• Written problem 1: Write out word for word the stretch of the statement below from "However, what we" through "meant to serve.".

And all entreaties for justice, equity and fairness as basic
precondition for peace and unity, not only within the party, but also
the country at large, were simply ignored, or employed as additional
pretext for further exclusion.
The experience of my people and
associates in the past three years is that they have suffered alienation
and have been treated as outsiders in their own party. Thus, many have
become disaffected and disenchanted. At the same time, opportunities to
seek redress and correct these anomalies were deliberately blocked as a
government-within-a-government had formed an impregnable wall and left
in the cold, everyone else who was not recognized as “one of us”. This
is why my people, like all self-respecting people would do, decided to
seek accommodation elsewhere.
I have had the privilege to lead
the Nigerian legislature in the past three years as the President of the
Senate and the Chairman of the National Assembly. The framers of our
constitution envisage a degree of benign tension among the three arms of
government if the principle of checks and balances must continue to
serve as the building block of our democracy. In my role as the head of
the legislature, and a leader of the party, I have ensured that this
necessary tension did not escalate at any time in such a way that it
could encumber Executive function or correspondingly, undermine the
independence of the legislature. Over the years, I have made great
efforts in the overall interest of the country, and in spite of my
personal predicament, to manage situations that would otherwise have
resulted in unsavoury consequences for the government and the
administration. My colleagues in the Senate will bear testimony to
this.
However, what we have seen is a situation whereby every
dissent from the legislature was framed as an affront on the executive
or as part of an agenda to undermine the government itself. The populist
notion of anti-corruption became a ready weapon for silencing any form
of dissent and for framing even principled objection as “corruption
fighting back”. Persistent onslaught against the legislature and open
incitement of the people against their own representatives became a
default argument in defence of any short-coming of the government in a
manner that betrays all too easily, a certain contempt for the
Constitution itself or even the democracy that it is meant to serve.
Unfortunately,
the self-serving gulf that has been created between the leadership of
the two critical arms of government based on distrust and mutual
suspicion has made any form of constructive engagement impossible.
Therefore, anything short of a slavish surrender in a way that reduces
the legislature to a mere rubber stamp would not have been sufficient in
procuring the kind of rapprochement that was desired in the interest of
all. But I have no doubt in my mind, that to surrender this way is to
be complicit in the subversion of the institution that remains the very
bastion of our democracy. I am a democrat. And I believe that anyone who
lays even the most basic claim to being a democrat will not accept
peace on those terms; which seeks to compromise the very basis of our
existence as the parliament of the people.

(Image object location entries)
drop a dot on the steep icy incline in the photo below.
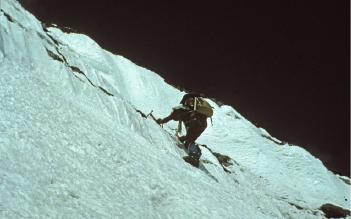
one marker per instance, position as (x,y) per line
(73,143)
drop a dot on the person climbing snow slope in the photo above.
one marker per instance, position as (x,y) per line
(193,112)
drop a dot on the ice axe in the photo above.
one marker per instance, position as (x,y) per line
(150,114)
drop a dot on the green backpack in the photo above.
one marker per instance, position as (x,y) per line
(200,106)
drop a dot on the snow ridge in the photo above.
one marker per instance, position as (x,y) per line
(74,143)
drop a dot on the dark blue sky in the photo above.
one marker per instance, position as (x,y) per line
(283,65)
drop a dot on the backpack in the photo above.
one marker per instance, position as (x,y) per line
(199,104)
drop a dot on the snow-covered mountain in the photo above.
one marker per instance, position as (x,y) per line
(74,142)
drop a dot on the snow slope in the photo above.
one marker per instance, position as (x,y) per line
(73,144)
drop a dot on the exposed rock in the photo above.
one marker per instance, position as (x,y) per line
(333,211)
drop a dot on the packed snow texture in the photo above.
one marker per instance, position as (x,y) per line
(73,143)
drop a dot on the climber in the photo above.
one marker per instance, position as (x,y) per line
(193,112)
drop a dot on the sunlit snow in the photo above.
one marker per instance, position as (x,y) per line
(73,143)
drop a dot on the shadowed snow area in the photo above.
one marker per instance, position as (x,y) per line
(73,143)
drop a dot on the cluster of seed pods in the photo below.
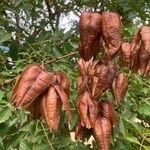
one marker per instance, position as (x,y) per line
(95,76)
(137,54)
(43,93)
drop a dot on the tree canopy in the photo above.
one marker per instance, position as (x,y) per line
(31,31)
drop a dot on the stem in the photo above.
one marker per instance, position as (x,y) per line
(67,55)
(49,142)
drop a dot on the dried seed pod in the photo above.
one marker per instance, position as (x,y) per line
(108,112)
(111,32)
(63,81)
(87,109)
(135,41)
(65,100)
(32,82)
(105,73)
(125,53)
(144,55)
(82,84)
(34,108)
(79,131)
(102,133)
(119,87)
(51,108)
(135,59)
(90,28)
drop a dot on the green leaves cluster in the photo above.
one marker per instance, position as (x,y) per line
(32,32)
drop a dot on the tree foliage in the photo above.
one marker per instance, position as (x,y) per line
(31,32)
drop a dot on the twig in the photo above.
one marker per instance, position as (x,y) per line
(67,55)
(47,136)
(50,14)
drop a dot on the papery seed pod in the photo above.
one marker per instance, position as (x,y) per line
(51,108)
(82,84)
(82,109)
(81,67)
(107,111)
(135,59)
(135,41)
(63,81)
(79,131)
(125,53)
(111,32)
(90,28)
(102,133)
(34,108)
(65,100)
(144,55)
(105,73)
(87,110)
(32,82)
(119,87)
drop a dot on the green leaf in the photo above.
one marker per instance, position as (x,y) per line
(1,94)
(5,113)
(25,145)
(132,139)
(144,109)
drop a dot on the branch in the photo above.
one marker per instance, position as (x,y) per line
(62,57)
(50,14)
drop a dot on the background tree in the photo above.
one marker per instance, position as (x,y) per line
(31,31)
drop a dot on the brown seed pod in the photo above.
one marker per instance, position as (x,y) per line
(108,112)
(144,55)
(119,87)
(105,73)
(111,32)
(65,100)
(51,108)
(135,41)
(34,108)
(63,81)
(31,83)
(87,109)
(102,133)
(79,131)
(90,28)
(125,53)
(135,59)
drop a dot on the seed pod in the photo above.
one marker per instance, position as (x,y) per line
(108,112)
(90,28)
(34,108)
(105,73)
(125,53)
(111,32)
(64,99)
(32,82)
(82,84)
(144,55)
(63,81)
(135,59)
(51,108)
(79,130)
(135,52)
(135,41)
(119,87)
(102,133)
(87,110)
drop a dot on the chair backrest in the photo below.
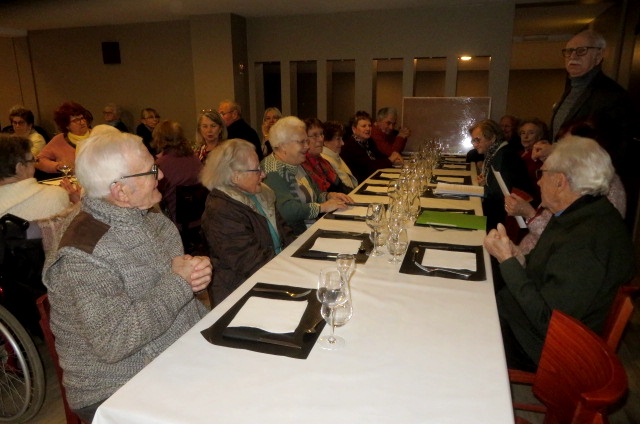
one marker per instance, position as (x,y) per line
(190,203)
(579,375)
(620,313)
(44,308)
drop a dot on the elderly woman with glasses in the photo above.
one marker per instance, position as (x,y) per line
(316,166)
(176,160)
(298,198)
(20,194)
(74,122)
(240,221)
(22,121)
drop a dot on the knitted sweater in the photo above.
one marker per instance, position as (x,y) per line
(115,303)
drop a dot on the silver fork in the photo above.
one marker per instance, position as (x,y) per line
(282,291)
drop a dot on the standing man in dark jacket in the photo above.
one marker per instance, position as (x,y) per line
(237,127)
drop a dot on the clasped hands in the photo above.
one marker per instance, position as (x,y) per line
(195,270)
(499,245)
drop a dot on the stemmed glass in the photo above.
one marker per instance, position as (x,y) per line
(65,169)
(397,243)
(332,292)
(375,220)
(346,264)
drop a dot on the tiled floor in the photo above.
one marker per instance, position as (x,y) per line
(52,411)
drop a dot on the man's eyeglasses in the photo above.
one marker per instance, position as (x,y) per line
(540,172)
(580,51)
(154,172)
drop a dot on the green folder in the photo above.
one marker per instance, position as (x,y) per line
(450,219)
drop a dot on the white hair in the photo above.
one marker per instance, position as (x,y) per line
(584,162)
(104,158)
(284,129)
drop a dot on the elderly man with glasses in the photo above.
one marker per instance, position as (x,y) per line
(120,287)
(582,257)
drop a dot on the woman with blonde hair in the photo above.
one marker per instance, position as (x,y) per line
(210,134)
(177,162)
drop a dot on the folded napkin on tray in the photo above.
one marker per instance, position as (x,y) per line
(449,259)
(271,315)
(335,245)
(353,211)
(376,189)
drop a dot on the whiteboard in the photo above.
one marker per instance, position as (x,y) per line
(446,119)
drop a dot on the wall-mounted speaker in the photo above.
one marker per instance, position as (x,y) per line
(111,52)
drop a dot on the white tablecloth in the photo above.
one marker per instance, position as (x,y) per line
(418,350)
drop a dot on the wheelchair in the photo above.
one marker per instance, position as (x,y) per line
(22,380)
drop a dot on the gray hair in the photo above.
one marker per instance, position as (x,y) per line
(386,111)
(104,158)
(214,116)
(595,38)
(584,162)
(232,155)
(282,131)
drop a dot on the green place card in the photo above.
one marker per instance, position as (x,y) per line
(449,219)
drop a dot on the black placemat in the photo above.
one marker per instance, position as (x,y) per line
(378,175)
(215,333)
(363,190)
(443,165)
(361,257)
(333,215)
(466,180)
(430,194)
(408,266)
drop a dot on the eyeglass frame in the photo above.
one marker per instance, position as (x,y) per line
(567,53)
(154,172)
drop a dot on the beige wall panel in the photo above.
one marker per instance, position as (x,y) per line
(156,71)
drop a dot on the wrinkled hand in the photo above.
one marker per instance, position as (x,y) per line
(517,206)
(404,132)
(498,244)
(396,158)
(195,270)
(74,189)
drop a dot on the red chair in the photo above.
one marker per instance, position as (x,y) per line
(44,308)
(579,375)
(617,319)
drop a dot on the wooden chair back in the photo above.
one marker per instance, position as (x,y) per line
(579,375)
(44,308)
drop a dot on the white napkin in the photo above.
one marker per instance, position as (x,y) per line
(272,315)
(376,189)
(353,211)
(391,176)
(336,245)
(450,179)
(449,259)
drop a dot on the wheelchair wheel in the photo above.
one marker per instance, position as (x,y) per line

• Written problem 2: Lay out as a numbered list the stretch of rows from the line containing "drop a dot on the wooden" through the last of the rows, leaving out blank lines.

• Response 1:
However, what we have seen is a situation whereby every
dissent from the legislature was framed as an affront on the executive
or as part of an agenda to undermine the government itself. The populist
notion of anti-corruption became a ready weapon for silencing any form
of dissent and for framing even principled objection as “corruption
fighting back”. Persistent onslaught against the legislature and open
incitement of the people against their own representatives became a
default argument in defence of any short-coming of the government in a
manner that betrays all too easily, a certain contempt for the
Constitution itself or even the democracy that it is meant to serve.

• Response 2:
1. drop a dot on the wooden chair back in the photo above.
2. one marker per instance, position as (x,y) per line
3. (579,375)
4. (44,308)
5. drop a dot on the white napkin in the photo above.
6. one marker per instance, position as (x,y) per line
7. (272,315)
8. (376,189)
9. (353,211)
10. (391,176)
11. (336,245)
12. (450,179)
13. (449,259)
14. drop a dot on the wheelchair wheel in the photo above.
15. one marker per instance, position as (x,y) per line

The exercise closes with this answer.